> _Work instruction_
Each line of the data below containing "region" needs to be listed.

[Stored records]
====
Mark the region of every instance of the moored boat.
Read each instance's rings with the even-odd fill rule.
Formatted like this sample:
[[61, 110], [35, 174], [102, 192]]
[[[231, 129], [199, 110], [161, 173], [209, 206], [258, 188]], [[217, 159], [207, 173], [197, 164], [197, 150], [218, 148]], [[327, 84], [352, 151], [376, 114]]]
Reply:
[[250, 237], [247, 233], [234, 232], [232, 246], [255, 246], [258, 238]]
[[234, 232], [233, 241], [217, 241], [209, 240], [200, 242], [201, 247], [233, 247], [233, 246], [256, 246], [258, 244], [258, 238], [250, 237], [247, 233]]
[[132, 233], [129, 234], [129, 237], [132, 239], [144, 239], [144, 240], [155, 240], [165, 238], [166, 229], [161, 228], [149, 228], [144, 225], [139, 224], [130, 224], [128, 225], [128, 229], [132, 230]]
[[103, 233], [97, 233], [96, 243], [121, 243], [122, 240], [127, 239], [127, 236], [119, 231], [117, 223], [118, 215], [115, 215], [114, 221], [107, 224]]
====
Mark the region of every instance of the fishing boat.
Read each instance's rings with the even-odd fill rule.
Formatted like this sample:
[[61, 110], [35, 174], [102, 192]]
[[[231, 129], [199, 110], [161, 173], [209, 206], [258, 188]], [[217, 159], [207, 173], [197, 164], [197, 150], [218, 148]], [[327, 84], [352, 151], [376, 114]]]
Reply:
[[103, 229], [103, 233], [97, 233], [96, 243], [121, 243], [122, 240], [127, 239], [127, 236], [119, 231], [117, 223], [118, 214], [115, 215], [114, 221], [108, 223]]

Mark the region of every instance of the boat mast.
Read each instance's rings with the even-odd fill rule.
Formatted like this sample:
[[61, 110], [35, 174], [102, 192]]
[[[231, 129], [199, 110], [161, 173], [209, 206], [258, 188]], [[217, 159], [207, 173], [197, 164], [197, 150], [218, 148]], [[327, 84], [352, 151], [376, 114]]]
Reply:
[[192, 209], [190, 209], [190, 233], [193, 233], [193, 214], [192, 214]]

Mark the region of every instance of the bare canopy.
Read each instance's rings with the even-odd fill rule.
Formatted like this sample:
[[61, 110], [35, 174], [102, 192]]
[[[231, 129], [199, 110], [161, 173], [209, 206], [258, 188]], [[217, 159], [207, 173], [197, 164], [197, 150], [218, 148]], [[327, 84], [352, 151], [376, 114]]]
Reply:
====
> _Exercise result_
Mark the region of every instance of the moored boat.
Mark the region of every instance of the fishing boat.
Mark the region of every instance of the boat mast.
Mark the region of every instance of the bare canopy.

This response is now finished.